(Material for this exercise)
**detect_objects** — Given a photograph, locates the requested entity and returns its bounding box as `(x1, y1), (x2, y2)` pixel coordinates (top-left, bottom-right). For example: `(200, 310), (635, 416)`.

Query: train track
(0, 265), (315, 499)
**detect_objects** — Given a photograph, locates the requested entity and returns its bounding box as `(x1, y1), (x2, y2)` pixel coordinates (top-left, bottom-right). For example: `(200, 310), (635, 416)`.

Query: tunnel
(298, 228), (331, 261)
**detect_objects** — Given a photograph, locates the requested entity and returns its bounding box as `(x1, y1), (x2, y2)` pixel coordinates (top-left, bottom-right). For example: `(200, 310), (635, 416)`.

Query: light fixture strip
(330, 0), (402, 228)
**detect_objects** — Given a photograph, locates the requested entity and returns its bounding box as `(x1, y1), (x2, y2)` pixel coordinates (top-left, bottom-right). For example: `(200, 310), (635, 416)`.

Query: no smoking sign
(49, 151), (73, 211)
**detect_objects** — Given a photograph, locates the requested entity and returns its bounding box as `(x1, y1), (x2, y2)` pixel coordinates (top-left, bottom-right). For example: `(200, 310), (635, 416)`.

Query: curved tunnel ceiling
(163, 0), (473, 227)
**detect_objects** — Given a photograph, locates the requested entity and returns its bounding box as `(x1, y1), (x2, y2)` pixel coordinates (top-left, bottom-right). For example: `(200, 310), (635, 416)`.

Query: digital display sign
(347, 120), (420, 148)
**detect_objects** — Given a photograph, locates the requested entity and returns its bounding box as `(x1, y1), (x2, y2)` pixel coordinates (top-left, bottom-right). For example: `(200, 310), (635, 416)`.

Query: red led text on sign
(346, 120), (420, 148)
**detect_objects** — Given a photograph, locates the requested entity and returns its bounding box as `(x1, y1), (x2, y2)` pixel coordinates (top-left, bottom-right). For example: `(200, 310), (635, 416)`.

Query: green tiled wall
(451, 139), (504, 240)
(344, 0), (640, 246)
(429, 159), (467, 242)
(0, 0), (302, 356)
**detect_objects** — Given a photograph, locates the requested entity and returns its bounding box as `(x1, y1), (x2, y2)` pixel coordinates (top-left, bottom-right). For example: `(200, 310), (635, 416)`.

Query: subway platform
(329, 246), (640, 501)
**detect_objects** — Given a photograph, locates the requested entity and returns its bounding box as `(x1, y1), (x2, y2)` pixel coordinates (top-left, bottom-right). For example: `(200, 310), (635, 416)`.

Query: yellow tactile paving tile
* * *
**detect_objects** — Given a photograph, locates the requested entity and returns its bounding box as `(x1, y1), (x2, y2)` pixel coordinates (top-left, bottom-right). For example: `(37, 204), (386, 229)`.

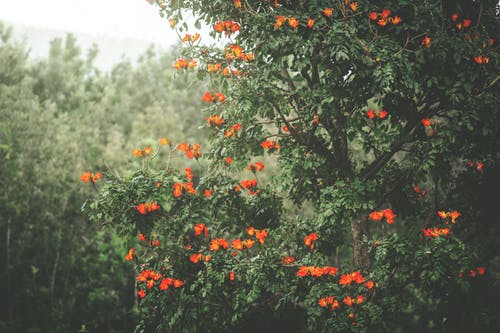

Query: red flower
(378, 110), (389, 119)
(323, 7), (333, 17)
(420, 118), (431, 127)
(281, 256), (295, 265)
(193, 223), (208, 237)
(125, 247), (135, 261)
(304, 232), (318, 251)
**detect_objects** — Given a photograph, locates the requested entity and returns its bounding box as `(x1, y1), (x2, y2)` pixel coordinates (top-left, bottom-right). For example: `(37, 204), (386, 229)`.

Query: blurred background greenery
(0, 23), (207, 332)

(Your goal) From the items above, pull every line that contains the string "tunnel" and copy each one out unchanged.

(Output below)
Query: tunnel
Query: curved tunnel ceiling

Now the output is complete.